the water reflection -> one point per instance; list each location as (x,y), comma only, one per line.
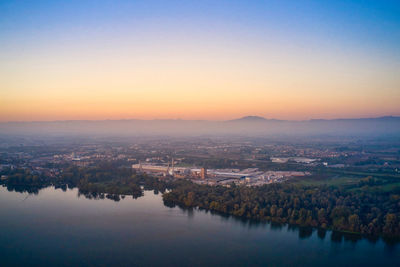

...

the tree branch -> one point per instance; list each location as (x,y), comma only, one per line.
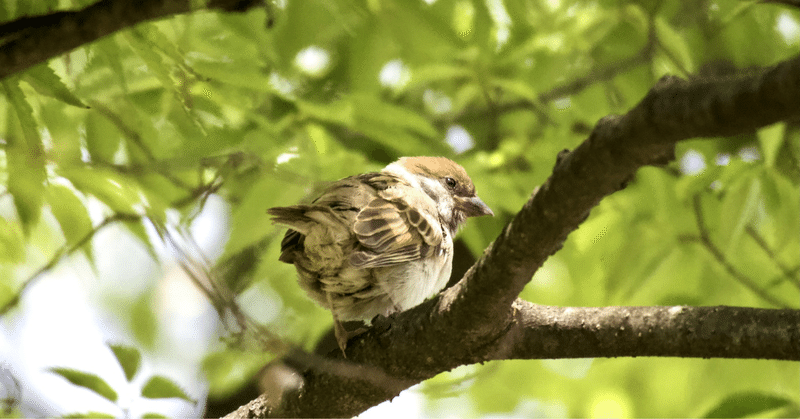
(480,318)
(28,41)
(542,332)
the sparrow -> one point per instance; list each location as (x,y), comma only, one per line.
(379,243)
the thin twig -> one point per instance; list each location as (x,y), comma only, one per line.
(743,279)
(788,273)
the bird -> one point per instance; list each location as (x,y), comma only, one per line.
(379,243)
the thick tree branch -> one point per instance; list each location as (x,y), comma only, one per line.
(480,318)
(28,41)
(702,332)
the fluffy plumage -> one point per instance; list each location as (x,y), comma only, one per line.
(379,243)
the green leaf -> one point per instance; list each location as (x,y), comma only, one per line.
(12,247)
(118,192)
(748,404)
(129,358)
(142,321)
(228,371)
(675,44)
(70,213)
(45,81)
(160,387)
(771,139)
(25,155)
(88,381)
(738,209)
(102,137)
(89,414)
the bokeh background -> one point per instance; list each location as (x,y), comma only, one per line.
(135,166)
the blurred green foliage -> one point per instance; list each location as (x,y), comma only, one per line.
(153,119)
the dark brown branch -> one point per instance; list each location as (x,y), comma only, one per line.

__SET PROBLEM__.
Count the lines in the data above that contain the string "tree", and reply with the number alone.

__WRITTEN SOLUTION__.
2